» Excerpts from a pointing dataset
^^^^^^^^^^^^^^^^

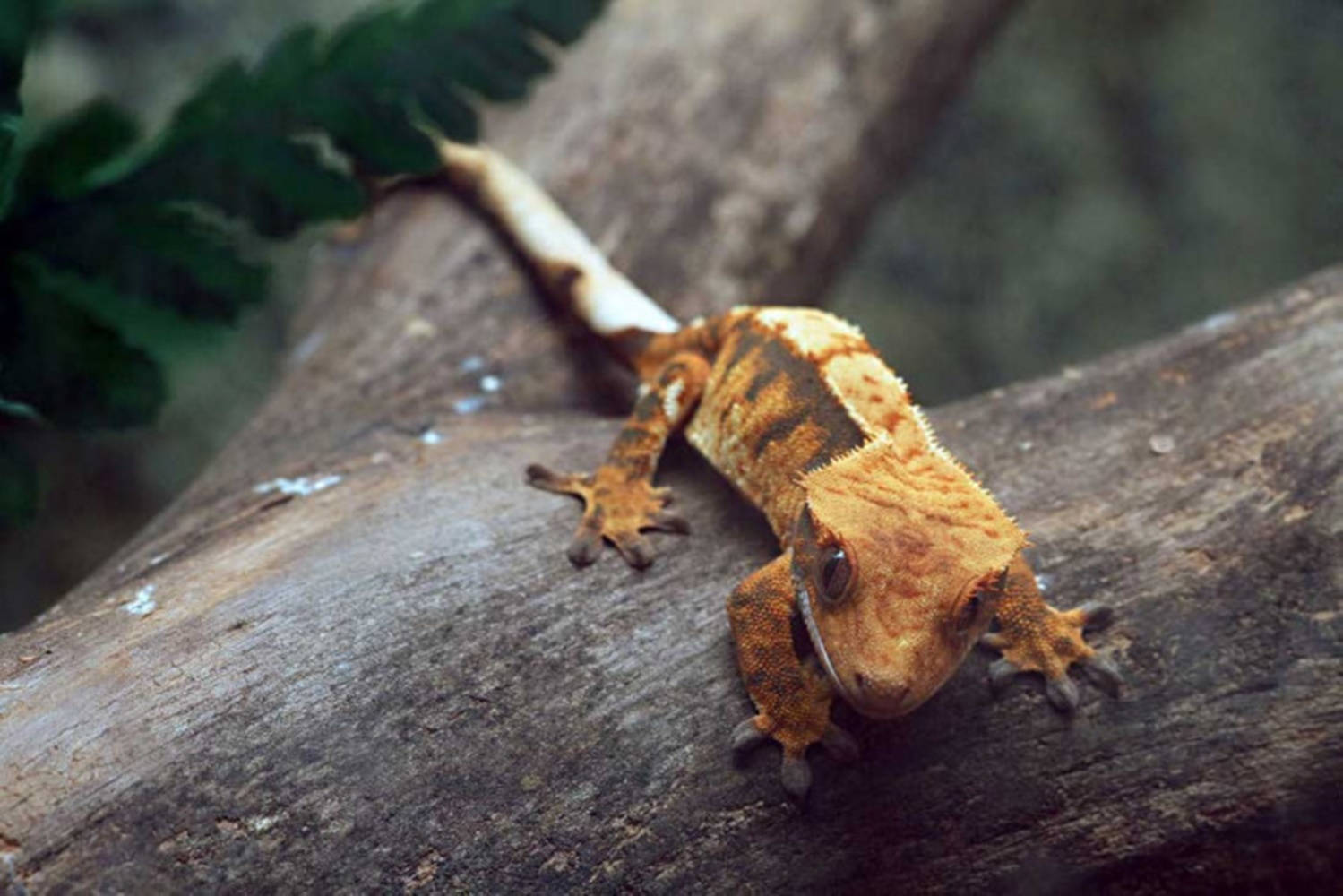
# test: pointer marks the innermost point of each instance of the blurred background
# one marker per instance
(1112, 172)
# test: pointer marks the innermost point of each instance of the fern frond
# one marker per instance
(254, 145)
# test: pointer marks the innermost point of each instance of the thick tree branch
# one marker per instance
(398, 681)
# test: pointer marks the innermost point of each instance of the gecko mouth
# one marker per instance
(895, 708)
(799, 589)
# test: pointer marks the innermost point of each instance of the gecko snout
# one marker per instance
(880, 692)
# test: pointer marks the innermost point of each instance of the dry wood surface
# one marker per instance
(353, 657)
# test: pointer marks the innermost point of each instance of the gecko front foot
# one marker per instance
(614, 508)
(1037, 637)
(794, 770)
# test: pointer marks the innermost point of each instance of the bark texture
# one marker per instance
(382, 673)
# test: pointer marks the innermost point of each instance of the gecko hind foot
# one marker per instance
(1049, 643)
(794, 770)
(616, 509)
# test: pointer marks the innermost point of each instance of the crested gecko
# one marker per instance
(893, 559)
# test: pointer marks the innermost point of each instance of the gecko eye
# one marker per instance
(836, 573)
(986, 594)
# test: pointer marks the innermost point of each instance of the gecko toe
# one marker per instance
(1001, 672)
(796, 775)
(748, 735)
(1095, 614)
(635, 549)
(1103, 673)
(1063, 694)
(667, 521)
(839, 745)
(587, 541)
(544, 477)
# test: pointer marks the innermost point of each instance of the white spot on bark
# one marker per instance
(261, 823)
(306, 347)
(303, 485)
(469, 405)
(672, 400)
(144, 602)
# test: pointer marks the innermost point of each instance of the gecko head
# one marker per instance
(898, 565)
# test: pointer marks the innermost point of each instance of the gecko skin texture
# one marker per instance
(893, 560)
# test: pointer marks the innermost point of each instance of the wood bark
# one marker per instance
(383, 675)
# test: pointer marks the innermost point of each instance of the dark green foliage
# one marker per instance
(94, 220)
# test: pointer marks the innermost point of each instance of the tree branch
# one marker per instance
(395, 680)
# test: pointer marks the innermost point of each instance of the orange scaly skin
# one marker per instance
(893, 559)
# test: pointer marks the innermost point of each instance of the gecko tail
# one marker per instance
(573, 271)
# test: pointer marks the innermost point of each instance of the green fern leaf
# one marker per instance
(99, 225)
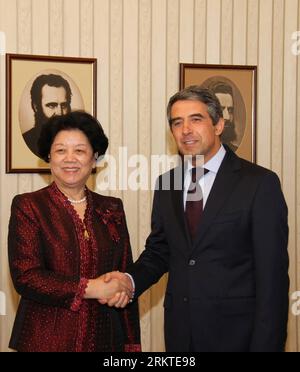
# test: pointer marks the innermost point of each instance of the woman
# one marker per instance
(62, 240)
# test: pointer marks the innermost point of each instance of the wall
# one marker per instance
(139, 45)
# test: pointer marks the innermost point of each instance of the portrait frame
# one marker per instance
(243, 83)
(21, 71)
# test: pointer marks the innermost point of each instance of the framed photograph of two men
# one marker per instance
(235, 87)
(37, 88)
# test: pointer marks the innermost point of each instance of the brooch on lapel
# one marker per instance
(112, 219)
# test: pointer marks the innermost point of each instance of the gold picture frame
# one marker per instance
(236, 88)
(73, 81)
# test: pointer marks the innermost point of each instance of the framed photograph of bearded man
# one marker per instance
(37, 88)
(235, 87)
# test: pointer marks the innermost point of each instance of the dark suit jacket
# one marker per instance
(229, 290)
(48, 258)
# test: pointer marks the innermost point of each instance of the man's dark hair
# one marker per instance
(77, 120)
(52, 80)
(197, 93)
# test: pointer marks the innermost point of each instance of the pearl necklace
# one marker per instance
(77, 201)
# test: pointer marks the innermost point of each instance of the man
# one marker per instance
(228, 265)
(50, 96)
(225, 95)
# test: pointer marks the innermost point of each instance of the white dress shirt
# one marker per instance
(206, 181)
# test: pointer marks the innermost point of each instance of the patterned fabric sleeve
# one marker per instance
(31, 278)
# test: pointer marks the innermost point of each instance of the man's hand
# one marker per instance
(121, 299)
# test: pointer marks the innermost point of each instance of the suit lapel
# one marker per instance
(223, 187)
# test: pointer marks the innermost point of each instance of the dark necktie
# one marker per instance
(194, 203)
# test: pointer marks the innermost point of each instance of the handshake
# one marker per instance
(112, 289)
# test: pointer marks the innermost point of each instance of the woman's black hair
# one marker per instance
(74, 120)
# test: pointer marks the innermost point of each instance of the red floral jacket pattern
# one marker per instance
(50, 262)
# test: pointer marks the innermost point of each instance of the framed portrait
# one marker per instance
(37, 88)
(235, 87)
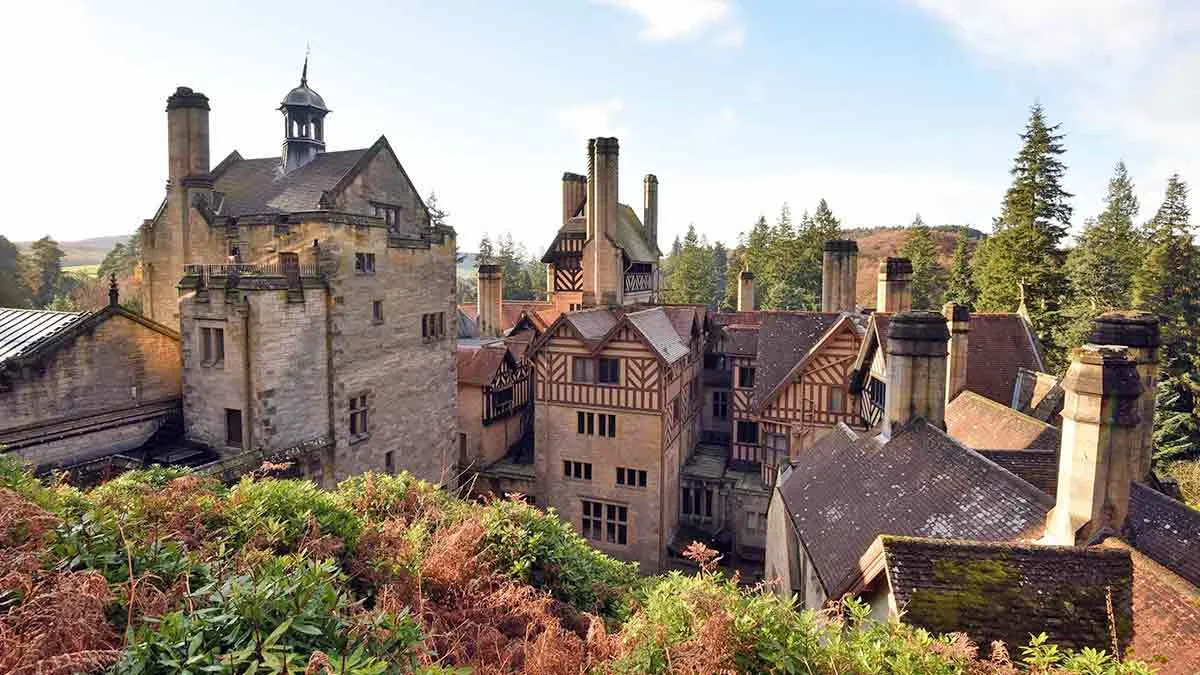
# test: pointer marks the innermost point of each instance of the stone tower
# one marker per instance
(304, 124)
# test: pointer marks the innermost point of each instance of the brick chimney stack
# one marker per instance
(1138, 332)
(958, 320)
(745, 291)
(1099, 429)
(894, 290)
(187, 135)
(651, 208)
(491, 297)
(916, 368)
(575, 190)
(839, 275)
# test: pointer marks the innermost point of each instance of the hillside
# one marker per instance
(163, 572)
(84, 251)
(877, 243)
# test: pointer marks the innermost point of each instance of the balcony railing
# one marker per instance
(639, 281)
(251, 269)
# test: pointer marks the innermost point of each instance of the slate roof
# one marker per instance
(628, 233)
(999, 591)
(850, 489)
(511, 310)
(984, 424)
(478, 364)
(1165, 615)
(1165, 530)
(997, 346)
(23, 332)
(259, 186)
(659, 332)
(784, 339)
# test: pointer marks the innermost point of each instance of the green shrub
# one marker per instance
(540, 549)
(276, 514)
(274, 617)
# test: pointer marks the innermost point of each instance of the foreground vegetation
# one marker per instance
(163, 572)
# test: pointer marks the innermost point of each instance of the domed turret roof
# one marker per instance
(303, 95)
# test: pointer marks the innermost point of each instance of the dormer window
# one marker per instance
(390, 214)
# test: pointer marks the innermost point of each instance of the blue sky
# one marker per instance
(885, 107)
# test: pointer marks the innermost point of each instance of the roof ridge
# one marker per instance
(1003, 407)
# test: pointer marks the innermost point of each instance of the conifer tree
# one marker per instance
(1167, 284)
(928, 280)
(13, 290)
(1107, 257)
(691, 279)
(961, 288)
(1024, 250)
(720, 273)
(486, 254)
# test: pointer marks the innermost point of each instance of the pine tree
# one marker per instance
(1167, 284)
(13, 288)
(1103, 264)
(437, 215)
(1024, 250)
(961, 288)
(486, 255)
(720, 273)
(46, 270)
(691, 279)
(928, 280)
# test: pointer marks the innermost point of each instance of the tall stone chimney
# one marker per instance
(1099, 429)
(589, 210)
(958, 320)
(575, 190)
(607, 266)
(491, 297)
(187, 135)
(839, 275)
(894, 290)
(745, 291)
(916, 364)
(1138, 333)
(651, 208)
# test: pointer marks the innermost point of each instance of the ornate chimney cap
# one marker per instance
(184, 97)
(955, 312)
(841, 246)
(918, 327)
(1102, 370)
(606, 145)
(895, 267)
(1128, 328)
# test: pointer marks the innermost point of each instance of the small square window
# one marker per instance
(364, 263)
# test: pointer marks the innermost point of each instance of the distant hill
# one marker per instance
(877, 243)
(84, 251)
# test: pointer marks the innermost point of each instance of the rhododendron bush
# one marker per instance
(165, 572)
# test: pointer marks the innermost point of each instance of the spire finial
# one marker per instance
(304, 73)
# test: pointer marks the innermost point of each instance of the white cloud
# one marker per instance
(589, 120)
(1125, 67)
(681, 19)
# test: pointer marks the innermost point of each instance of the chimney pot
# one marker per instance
(839, 275)
(894, 290)
(916, 369)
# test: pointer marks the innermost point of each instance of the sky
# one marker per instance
(886, 108)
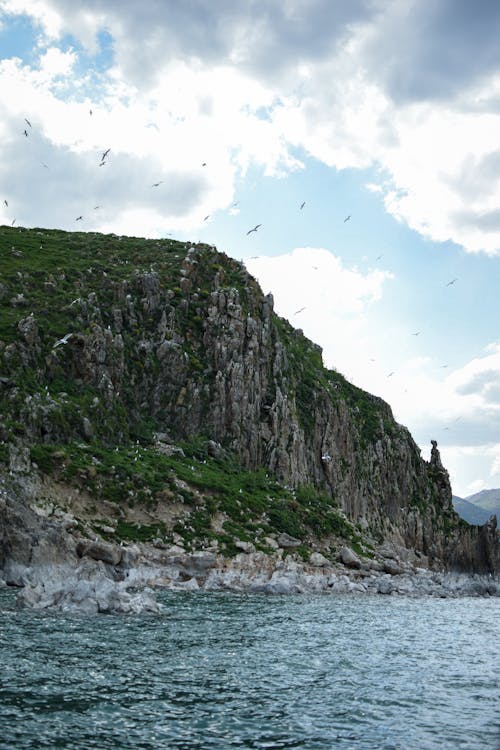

^^^^^^^^^^^^^^^^

» GIVEN PROBLEM
Convert the lines above into a numbered list, skipping any blank lines and omitting the pictures.

» EXERCISE OUTPUT
1. # test: pointer marks the innermost point of each instance of the blurred background
2. # one marker per instance
3. (1112, 172)
4. # test: pointer marks the innermost point of each instance of the fern frond
5. # one marker per instance
6. (254, 145)
7. # test: pointer marks the innermost point of each instance of the thick tree branch
8. # one marker per instance
9. (398, 681)
10. # test: pointer marks the innermost point of each instance of the gecko mouth
11. # one marker per instance
12. (895, 708)
13. (799, 589)
14. # test: pointer marks the innermost point of each instance of the gecko snout
15. # one marker per instance
16. (880, 692)
17. # test: pointer marks the innermost point of each instance of the dry wood surface
18. # one marker per instance
19. (353, 657)
20. # test: pointer marks the innermost point of each instance of the gecko front foot
21. # one marker per instance
22. (614, 508)
23. (1037, 637)
24. (794, 770)
25. # test: pointer marks the innermost point of each instance of the bark texture
26. # one marker per instance
27. (382, 673)
28. # test: pointer marks the innermost point of each instance of the gecko hind foot
29. # one marker per instance
30. (1049, 643)
31. (794, 770)
32. (616, 509)
33. # test: pointer marks the innermost point of each instance of the crested gecko
34. # one marker per instance
35. (893, 559)
36. # test: pointer marks the innermost point of each instance of the gecko eye
37. # one marker per instance
38. (836, 573)
39. (986, 594)
40. # test: pointer marks the innermost point of each instance of the gecko toe
41. # one marker per instance
42. (1001, 672)
43. (796, 775)
44. (748, 735)
45. (1095, 614)
46. (635, 549)
47. (1103, 673)
48. (1063, 694)
49. (667, 521)
50. (839, 745)
51. (587, 541)
52. (544, 477)
53. # test: pointer marks the innermost point of each instance of the white spot on bark
54. # one marker per instance
55. (261, 823)
56. (306, 347)
57. (303, 485)
58. (469, 405)
59. (672, 400)
60. (144, 602)
61. # test: pointer marks the innermost point of each instance of the gecko head
62. # one marker per instance
63. (898, 565)
64. # test: pointer marks the innermost point of each instance of the gecko skin texture
65. # one marker per instance
66. (893, 560)
67. # test: pointer marks the innermost point of each instance of the wood bark
68. # one marker per instance
69. (383, 675)
70. # test: pointer marks the innermost point of each instance of the dark green foliage
71. # one marker per instance
72. (94, 220)
73. # test: pointer marks the innermost point of each instance of the tree branch
74. # one marker per instance
75. (395, 680)
76. # test: pointer marks the innermost point of each instance of the orange scaly skin
77. # one marker per instance
78. (893, 559)
79. # test: pointer marks the innermost point of each instance of the gecko tail
80. # one marker per instance
81. (573, 271)
82. # test: pointer marks the innermost point of each instance of the green fern leaf
83. # one marker per instance
84. (99, 225)
85. # test: pointer marks the innermost point of each instance of the woman
86. # one marker per instance
87. (62, 240)
88. # test: pointer marks the innermost point of each instance of the wall
89. # one marker per instance
90. (139, 45)
91. # test: pointer marks the innermost point of each instance of the portrait frame
92. # one marker per instance
93. (243, 83)
94. (21, 71)
95. # test: pointer marks the innermost point of each instance of the framed photograph of two men
96. # one marker per instance
97. (235, 87)
98. (37, 88)
99. # test: pointer marks the innermost point of each instance of the brooch on lapel
100. # one marker per instance
101. (112, 219)
102. # test: pointer marks the innermost point of each instance of the gold picture frame
103. # one marker per instance
104. (236, 88)
105. (73, 81)
106. # test: pointer marks the innermost point of each instance of the framed photograph of bearded man
107. # one marker per instance
108. (37, 88)
109. (235, 87)
110. # test: pointer marks the innermost point of each instance of the dark suit jacket
111. # one marker per instance
112. (229, 290)
113. (48, 258)
114. # test: pointer marks the innermost point of each instance of the man's dark hair
115. # one marker per instance
116. (77, 120)
117. (52, 80)
118. (197, 93)
119. # test: pointer marks the innermost point of each instance of the pearl necklace
120. # one marker per instance
121. (77, 201)
122. # test: pointer marks the innermost point of each instance of the man
123. # one marker per instance
124. (228, 265)
125. (50, 96)
126. (225, 95)
127. # test: pointer marks the innermost point of each instance of the white dress shirt
128. # one marker per instance
129. (206, 181)
130. # test: pointer marks the innermost point of each instance of the patterned fabric sleeve
131. # one marker per instance
132. (31, 278)
133. # test: pointer marks the innermost point of each instance of the man's hand
134. # one marker per instance
135. (121, 299)
136. # test: pointer marks the innermost point of each instance of the suit lapel
137. # one marker per instance
138. (223, 187)
139. # test: pointer marks the innermost point of each instance of the dark necktie
140. # one marker per instance
141. (194, 203)
142. # test: pointer marks the innermost point of each instance of the handshake
143. # one marker per instance
144. (112, 289)
145. # test: pointer marks the innermost point of each instance of the woman's black hair
146. # one marker per instance
147. (74, 120)
148. # test: pointer marks the innermost point of each instance of the red floral jacket pattern
149. # one marker per instance
150. (50, 262)
151. # test: pointer marks the innermost point of each instance of the framed portrait
152. # one marker per instance
153. (37, 88)
154. (235, 87)
155. # test: pointer marks the innermost point of each instance of the stone tower
156. # one marker per instance
157. (304, 124)
158. # test: pointer marks the innermost point of each instance of the brick chimney stack
159. # one marker per instance
160. (1138, 332)
161. (958, 320)
162. (745, 291)
163. (1099, 429)
164. (894, 290)
165. (187, 135)
166. (651, 208)
167. (491, 297)
168. (916, 368)
169. (575, 190)
170. (839, 275)
171. # test: pointer marks the innermost point of each instance of the hillside
172. # one marker per instance
173. (163, 572)
174. (84, 251)
175. (877, 243)
176. # test: pointer marks the innermost point of each instance of the balcony railing
177. # one marker per instance
178. (639, 281)
179. (251, 269)
180. # test: pointer marks the innermost point of each instance of the slate roof
181. # one marker per instance
182. (628, 233)
183. (999, 591)
184. (850, 489)
185. (511, 310)
186. (984, 424)
187. (478, 364)
188. (1165, 615)
189. (1165, 530)
190. (997, 346)
191. (23, 332)
192. (259, 186)
193. (659, 332)
194. (784, 339)
195. # test: pointer marks the innermost point of each instance of the green shrub
196. # one marker per instance
197. (540, 549)
198. (276, 514)
199. (274, 617)
200. # test: pointer marks the innermost point of each instance of the foreground vegetation
201. # one marker per instance
202. (163, 572)
203. # test: pointer marks the innermost point of each instance of the domed turret roof
204. # one marker per instance
205. (303, 95)
206. # test: pointer marks the innermost point of each instance of the dormer window
207. # one marker per instance
208. (390, 214)
209. # test: pointer marks the innermost point of each instance of the blue sky
210. # one marker per instance
211. (885, 107)
212. # test: pointer marks the innermost point of each instance of the roof ridge
213. # one marker per instance
214. (1003, 407)
215. # test: pointer marks the innermost point of each instance of the conifer tree
216. # one marker per instance
217. (1167, 284)
218. (928, 280)
219. (13, 290)
220. (1107, 257)
221. (691, 279)
222. (961, 288)
223. (1024, 250)
224. (720, 273)
225. (486, 254)
226. # test: pointer marks the innermost point of each instance of the pine tree
227. # one marker per instance
228. (1167, 284)
229. (13, 288)
230. (1103, 264)
231. (437, 215)
232. (1024, 250)
233. (961, 288)
234. (486, 255)
235. (720, 273)
236. (46, 270)
237. (691, 279)
238. (928, 280)
239. # test: pointer marks the innermost point of each instance of the tall stone chimney
240. # one marker per instance
241. (1099, 429)
242. (589, 210)
243. (958, 320)
244. (575, 190)
245. (607, 266)
246. (491, 297)
247. (187, 135)
248. (839, 275)
249. (894, 290)
250. (745, 291)
251. (916, 364)
252. (1138, 333)
253. (651, 208)
254. # test: pointer marks the innermost point of each instance of the ornate chimney cap
255. # one marker per instance
256. (184, 97)
257. (955, 312)
258. (841, 246)
259. (918, 327)
260. (1102, 370)
261. (606, 145)
262. (895, 267)
263. (1128, 328)
264. # test: pointer marks the innermost point of each instance of the small square window
265. # one marker per instance
266. (364, 263)
267. # test: pointer marks the innermost point of each instance of the distant hill
268. # one marker per instance
269. (877, 243)
270. (84, 251)
271. # test: pointer marks the innermost point of each instance of the rhododendron bush
272. # one marker per instance
273. (165, 572)
274. # test: pointer marks the innermost point of each instance of the spire finial
275. # one marker per instance
276. (304, 73)
277. # test: pointer marks the innermost point of each instance of the white cloud
278. # one marker per instance
279. (589, 120)
280. (1125, 67)
281. (681, 19)
282. # test: pointer marks the innermost point of each instance of the chimney pot
283. # one marker per instance
284. (839, 275)
285. (894, 290)
286. (916, 369)
287. # test: pointer marks the innermost point of each instance of the sky
288. # one marker per instance
289. (886, 108)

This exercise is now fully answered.